Task statement | In the 2009 year-in-review list of outings, which destination carries the date 06/28/09?

Given text |
· · · · · · ·
The Year in Review, 2009 Edition

Two-thousand and ten is here, and twenty-oh-nine is past.  I’m hoping we get out a bunch this coming year, but, for now, a look back at the photos of the past.

1. Twin Falls State Park, 02/04/09.

2. Nisqually National Wildlife Refuge, 03/21/09.

3. Boulder River, 04/19/09.

4. Thunder Creek, 05/23/09-05/25/09.

5. Big Quilcene to Marmot Pass, 06/06/09-06/07/09.

6. Goat Lake, 06/13/09.

7. Navaho Peak, 06/28/09.

8. The Burroughs, 07/19/09.

9. Blanca Lake, 07/26/09.

10. Gothic Basin, 08/15/09-08/16/09.

11. Cascade Pass, 08/23/09.

12. Lower Ice Lake, 08/27/09-08/29/09.

13. Canadian Rockies Grand Tour, September 2009.

There it is!  Enchantments this year?  Better work on permits, then.  Scrambling and/or glacier travel classes?  Perhaps.
· · · · · · ·
Given data |
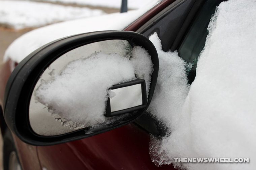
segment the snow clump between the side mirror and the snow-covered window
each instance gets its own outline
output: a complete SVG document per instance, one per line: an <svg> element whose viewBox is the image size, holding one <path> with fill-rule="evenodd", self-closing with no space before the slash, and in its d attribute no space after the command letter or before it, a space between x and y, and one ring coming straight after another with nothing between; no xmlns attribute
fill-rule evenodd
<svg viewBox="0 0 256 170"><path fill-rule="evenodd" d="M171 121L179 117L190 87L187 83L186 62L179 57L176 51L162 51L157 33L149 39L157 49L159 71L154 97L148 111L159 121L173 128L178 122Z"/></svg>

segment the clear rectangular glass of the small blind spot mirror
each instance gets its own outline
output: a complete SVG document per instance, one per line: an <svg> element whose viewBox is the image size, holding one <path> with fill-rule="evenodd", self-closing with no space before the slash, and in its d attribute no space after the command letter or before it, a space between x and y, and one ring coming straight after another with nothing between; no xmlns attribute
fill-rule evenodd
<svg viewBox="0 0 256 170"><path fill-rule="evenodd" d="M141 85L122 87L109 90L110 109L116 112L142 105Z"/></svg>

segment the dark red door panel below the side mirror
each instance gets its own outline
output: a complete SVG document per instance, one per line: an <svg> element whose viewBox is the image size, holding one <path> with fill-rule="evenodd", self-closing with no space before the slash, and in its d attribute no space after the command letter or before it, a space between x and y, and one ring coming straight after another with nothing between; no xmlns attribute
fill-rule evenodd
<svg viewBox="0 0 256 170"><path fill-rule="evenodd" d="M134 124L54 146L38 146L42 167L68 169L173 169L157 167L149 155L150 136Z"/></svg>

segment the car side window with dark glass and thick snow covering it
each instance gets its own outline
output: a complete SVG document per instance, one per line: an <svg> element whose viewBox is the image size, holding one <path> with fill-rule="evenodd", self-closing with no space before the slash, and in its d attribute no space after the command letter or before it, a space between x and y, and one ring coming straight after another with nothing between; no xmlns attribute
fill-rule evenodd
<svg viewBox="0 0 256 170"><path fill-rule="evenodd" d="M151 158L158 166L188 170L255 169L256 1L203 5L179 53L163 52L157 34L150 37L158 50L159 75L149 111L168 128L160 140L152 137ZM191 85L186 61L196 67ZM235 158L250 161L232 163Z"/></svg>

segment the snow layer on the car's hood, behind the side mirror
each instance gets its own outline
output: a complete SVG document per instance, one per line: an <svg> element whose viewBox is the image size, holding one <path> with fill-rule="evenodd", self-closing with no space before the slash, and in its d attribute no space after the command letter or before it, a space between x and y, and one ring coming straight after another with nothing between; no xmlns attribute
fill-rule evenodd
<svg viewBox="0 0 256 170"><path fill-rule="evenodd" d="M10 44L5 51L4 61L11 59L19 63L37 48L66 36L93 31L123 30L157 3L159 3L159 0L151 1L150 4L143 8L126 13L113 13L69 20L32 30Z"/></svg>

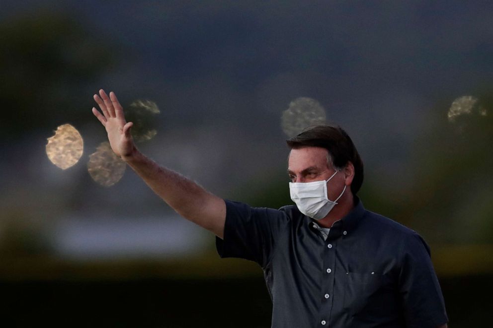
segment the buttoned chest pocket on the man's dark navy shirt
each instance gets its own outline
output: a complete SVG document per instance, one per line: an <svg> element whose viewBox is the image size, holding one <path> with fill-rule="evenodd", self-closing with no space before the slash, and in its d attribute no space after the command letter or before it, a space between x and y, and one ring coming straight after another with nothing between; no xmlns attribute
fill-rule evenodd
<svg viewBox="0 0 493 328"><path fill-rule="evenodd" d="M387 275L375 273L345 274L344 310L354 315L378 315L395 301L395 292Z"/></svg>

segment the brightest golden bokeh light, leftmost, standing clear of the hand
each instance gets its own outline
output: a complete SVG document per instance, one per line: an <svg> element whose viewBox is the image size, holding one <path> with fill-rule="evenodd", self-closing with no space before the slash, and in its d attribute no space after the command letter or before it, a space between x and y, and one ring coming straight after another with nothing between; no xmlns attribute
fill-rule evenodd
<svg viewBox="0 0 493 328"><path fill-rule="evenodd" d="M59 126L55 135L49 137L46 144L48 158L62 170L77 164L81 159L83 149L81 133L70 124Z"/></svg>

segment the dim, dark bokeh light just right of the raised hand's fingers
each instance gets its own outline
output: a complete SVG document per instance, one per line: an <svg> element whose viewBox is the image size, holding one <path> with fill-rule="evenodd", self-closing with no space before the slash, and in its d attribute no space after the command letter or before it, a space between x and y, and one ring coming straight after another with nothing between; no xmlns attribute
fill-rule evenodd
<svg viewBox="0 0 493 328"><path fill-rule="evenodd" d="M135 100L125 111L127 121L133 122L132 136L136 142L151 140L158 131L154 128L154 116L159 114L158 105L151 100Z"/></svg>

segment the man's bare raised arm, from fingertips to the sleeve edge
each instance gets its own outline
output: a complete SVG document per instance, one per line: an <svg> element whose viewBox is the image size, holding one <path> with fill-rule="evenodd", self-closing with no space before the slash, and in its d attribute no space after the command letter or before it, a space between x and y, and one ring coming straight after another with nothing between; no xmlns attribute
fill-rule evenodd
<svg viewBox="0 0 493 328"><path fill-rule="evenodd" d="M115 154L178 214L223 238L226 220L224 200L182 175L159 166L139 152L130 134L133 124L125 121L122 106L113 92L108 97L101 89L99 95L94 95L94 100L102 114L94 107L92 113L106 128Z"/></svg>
· · · · · · ·
Your solution | Navaho Peak